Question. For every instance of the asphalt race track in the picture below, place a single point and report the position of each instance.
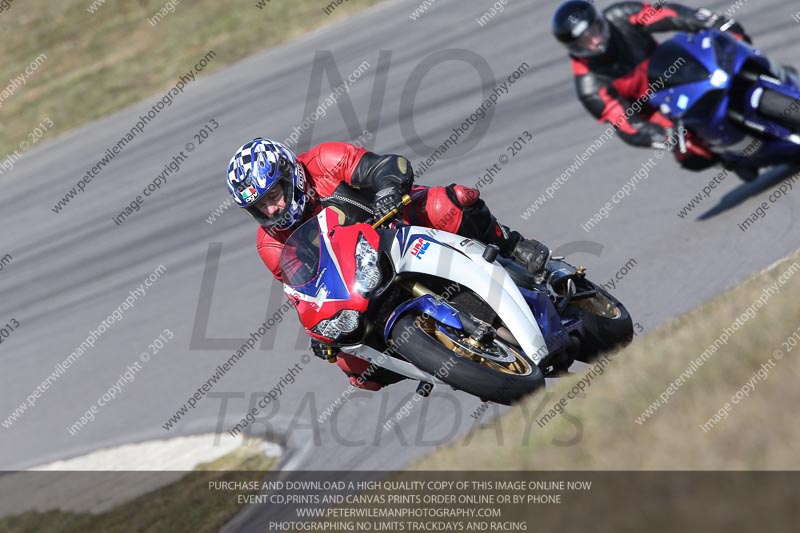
(71, 270)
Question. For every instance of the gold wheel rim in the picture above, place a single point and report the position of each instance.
(519, 367)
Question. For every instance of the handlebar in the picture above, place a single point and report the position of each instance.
(393, 213)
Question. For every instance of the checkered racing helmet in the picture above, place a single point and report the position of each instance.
(256, 169)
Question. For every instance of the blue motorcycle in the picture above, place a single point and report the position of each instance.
(745, 107)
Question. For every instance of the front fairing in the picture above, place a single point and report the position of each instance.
(454, 258)
(318, 264)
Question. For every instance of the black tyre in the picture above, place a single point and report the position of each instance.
(781, 108)
(425, 345)
(606, 323)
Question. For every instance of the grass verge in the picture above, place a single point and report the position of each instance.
(735, 411)
(83, 65)
(186, 505)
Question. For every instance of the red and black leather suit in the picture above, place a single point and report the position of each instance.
(609, 84)
(342, 175)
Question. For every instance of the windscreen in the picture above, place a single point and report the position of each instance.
(300, 255)
(674, 65)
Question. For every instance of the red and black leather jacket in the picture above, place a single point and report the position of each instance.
(342, 175)
(609, 84)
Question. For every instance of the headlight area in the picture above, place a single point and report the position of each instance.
(345, 321)
(368, 274)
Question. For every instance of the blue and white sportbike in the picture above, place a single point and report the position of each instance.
(742, 105)
(438, 308)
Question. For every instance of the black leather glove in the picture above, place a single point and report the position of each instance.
(320, 350)
(386, 200)
(655, 135)
(533, 254)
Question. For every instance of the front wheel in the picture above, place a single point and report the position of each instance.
(495, 372)
(606, 324)
(781, 108)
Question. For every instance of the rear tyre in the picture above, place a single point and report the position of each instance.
(606, 324)
(780, 108)
(424, 343)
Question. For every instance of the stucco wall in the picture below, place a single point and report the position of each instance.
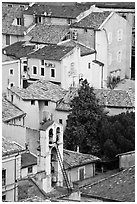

● ● ●

Convert every line of the listing above into a Markdown table with the columns Row and Text, numbering each line and omitting blank lines. Leave the pictures out.

| Row | Text |
|---|---|
| 1 | Question. For every instance of the asphalt race track in the picture below, place a single point and report the position of each instance. |
| 2 | (71, 270) |
| 3 | Question. For every instance of the gold wheel rim in the picture above, place a single point and report the position of each instance. |
| 4 | (519, 367) |
| 5 | Question. For every instance of the handlebar in the picture above, place a single point and report the position of each instance. |
| 6 | (393, 213) |
| 7 | Question. For every instance of the checkered racing helmet in the picture above, place a single point and report the position of each instance. |
| 8 | (256, 169) |
| 9 | Question. For every instance of the blue motorcycle in the picture above, place a single point and report the position of each instance. |
| 10 | (745, 107) |
| 11 | Question. For every instance of the front fairing in the picture above, place a single point and report the position of each instance. |
| 12 | (454, 258) |
| 13 | (318, 264) |
| 14 | Question. For every instance of the black tyre in the picture above, place a single point and report the position of each instance. |
| 15 | (781, 108) |
| 16 | (425, 345) |
| 17 | (606, 323) |
| 18 | Question. For every instance of the grass verge in the picture above, place a single point and report the position of each instance. |
| 19 | (735, 411) |
| 20 | (83, 65) |
| 21 | (186, 505) |
| 22 | Question. For every instance of the red and black leather suit in the picture above, place a single point and report the position of each instance. |
| 23 | (609, 84) |
| 24 | (342, 175) |
| 25 | Question. For every instance of the windscreen in the picture above, place a single point and report the position of each instance. |
| 26 | (300, 255) |
| 27 | (674, 65) |
| 28 | Question. For every instance of the red and black leather jacket in the picture above, place a single point and report the position of each instance. |
| 29 | (342, 175) |
| 30 | (609, 84) |
| 31 | Question. For every instance of the headlight area in the picture above, place a single point and report the position of each instance. |
| 32 | (345, 321) |
| 33 | (368, 274) |
| 34 | Question. For every instance of the blue and white sportbike in the picture above, place a single point and report the position of each instance. |
| 35 | (742, 105) |
| 36 | (438, 308) |
| 37 | Question. For every instance of the black leather glove in the picture above, place a single point and report the position of each instance. |
| 38 | (320, 350) |
| 39 | (386, 200) |
| 40 | (655, 135) |
| 41 | (533, 254) |
| 42 | Question. For every instance of the front wheel in the picture above, place a single point and report the position of each instance. |
| 43 | (495, 372) |
| 44 | (606, 324) |
| 45 | (781, 108) |
| 46 | Question. For every instance of the rear tyre in the picture above, place a single point and report the position of each instance. |
| 47 | (606, 324) |
| 48 | (780, 108) |
| 49 | (424, 343) |
| 50 | Question. For every instance of the stucco wall in the picture below, place a single point and report the position of each instance. |